- _REQUIRED ACTION_
Below is a listing from which only part is wanted; return exactly the lines from the one with "Target: white barnacle crust" up to and including the one with "Report one point per instance of the blue sky".

- - -

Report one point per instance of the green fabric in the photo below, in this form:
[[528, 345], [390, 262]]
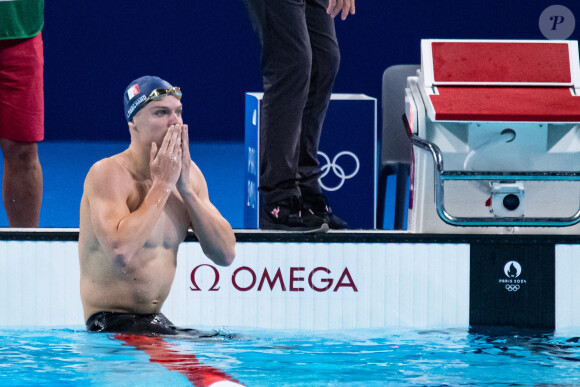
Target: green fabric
[[21, 18]]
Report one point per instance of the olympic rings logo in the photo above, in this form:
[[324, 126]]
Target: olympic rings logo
[[337, 169]]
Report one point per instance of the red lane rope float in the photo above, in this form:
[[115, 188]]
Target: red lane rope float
[[187, 364]]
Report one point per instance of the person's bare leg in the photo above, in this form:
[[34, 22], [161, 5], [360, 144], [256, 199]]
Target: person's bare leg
[[21, 183]]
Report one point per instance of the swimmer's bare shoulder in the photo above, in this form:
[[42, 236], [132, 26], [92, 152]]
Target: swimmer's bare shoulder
[[109, 179], [108, 189]]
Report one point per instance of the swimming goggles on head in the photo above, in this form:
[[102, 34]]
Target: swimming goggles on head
[[157, 94]]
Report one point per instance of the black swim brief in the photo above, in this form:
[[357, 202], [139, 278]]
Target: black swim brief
[[153, 324]]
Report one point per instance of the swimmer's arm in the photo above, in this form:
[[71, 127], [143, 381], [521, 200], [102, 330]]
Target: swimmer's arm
[[213, 231], [120, 232]]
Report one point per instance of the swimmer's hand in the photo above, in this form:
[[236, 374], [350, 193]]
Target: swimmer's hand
[[165, 163], [337, 6], [183, 181]]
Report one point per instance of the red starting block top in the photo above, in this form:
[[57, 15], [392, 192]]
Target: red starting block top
[[502, 80]]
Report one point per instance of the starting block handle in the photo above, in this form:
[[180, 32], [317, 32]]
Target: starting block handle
[[441, 176]]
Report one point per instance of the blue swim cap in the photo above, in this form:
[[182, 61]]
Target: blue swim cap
[[138, 91]]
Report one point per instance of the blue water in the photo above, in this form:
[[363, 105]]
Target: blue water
[[386, 357]]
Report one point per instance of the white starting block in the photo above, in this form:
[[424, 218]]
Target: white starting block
[[495, 127]]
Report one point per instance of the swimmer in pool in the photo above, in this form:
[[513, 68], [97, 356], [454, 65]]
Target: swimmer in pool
[[136, 209]]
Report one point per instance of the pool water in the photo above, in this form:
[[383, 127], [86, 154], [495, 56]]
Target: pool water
[[449, 357]]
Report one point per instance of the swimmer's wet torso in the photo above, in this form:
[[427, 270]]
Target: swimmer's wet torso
[[137, 206]]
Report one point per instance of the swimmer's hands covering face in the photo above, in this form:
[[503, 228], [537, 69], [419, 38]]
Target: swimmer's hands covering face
[[183, 181], [337, 6], [166, 163]]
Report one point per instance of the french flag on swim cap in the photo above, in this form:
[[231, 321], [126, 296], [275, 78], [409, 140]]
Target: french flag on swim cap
[[133, 91]]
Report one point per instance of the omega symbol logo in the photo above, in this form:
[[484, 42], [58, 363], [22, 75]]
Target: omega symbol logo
[[337, 169]]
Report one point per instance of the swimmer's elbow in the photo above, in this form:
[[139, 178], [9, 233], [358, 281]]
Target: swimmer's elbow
[[224, 258]]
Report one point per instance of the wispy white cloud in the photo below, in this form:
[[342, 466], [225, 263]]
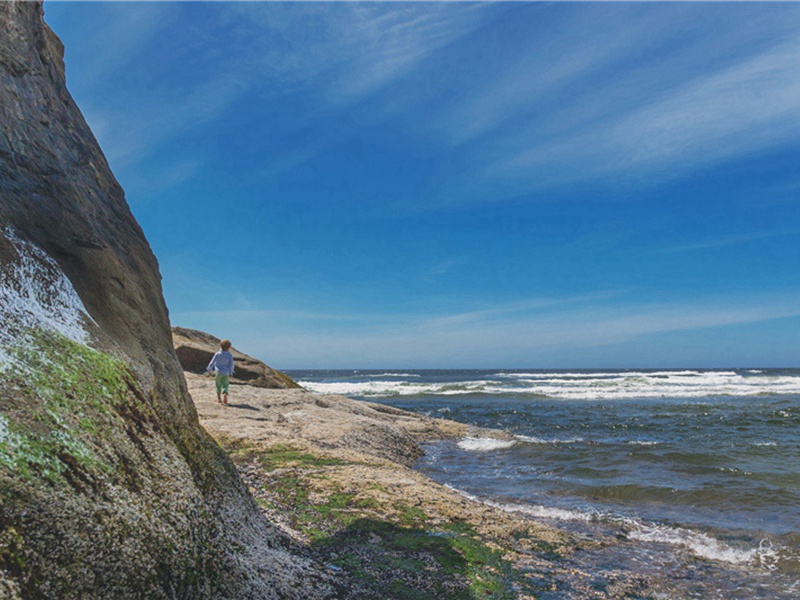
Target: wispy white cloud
[[744, 109], [730, 240], [536, 330], [626, 93]]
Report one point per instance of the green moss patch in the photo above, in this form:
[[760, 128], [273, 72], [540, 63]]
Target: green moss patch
[[58, 400], [387, 548]]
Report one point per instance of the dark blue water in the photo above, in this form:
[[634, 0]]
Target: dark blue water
[[687, 465]]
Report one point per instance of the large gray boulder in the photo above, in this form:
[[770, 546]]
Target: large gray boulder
[[196, 348]]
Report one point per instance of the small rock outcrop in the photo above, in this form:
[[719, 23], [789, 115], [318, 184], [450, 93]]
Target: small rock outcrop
[[196, 348]]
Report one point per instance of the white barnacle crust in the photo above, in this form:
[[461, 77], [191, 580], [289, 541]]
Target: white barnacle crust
[[35, 294]]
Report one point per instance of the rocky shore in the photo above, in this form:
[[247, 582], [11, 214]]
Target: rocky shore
[[336, 475]]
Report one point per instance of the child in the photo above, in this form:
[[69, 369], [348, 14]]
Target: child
[[222, 363]]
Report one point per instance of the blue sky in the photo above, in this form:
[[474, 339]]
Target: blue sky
[[377, 185]]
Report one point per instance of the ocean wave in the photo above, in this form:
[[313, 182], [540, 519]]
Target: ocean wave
[[766, 554], [572, 386], [529, 439], [484, 444], [703, 545]]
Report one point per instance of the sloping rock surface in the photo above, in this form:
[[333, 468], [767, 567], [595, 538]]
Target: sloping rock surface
[[196, 348], [109, 486]]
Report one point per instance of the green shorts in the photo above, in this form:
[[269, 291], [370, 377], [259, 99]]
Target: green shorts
[[222, 381]]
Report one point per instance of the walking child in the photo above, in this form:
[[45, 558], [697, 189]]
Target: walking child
[[222, 365]]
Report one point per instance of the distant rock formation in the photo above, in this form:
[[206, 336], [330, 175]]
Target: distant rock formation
[[196, 348], [109, 487]]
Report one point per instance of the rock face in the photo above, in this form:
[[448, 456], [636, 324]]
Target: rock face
[[196, 348], [109, 487]]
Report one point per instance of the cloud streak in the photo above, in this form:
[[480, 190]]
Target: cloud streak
[[539, 331]]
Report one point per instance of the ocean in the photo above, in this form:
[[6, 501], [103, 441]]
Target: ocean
[[696, 472]]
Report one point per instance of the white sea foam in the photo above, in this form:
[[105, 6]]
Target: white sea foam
[[529, 439], [700, 544], [643, 443], [545, 512], [765, 555], [484, 444], [577, 386]]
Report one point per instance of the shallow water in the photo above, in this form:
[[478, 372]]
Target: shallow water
[[698, 471]]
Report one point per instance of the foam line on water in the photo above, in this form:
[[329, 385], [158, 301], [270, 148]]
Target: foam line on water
[[571, 386], [765, 555], [484, 444]]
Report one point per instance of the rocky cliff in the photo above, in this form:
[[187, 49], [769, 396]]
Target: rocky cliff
[[196, 348], [109, 488]]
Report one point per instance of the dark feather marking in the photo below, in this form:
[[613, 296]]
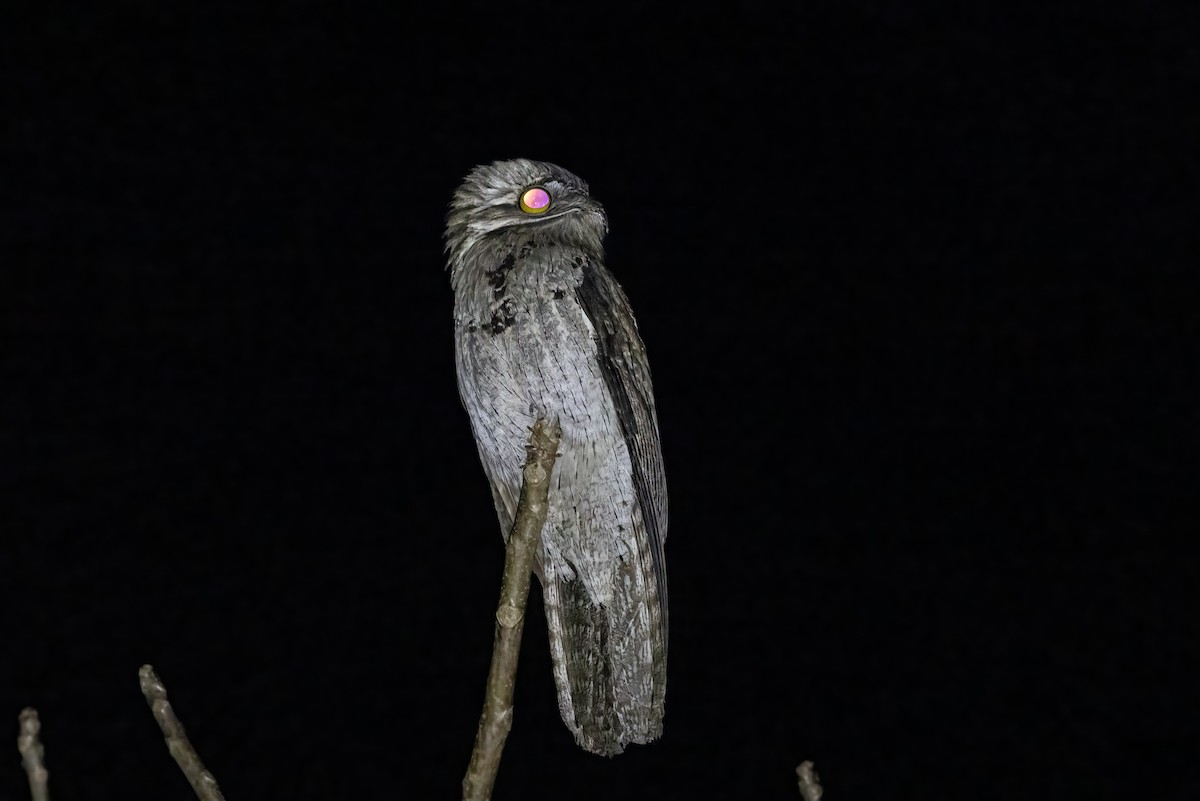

- - -

- _ANSWER TO THIS TASK_
Target: white barnacle crust
[[35, 294]]
Report one point per instance of the rocky shore in the photo above, in this form:
[[247, 582], [11, 214]]
Target: rocky shore
[[336, 475]]
Report one point per instance of the child in the photo above, in this form:
[[69, 369], [348, 14]]
Target: child
[[222, 363]]
Report one point per instance of the blue sky in the photo above, in this form:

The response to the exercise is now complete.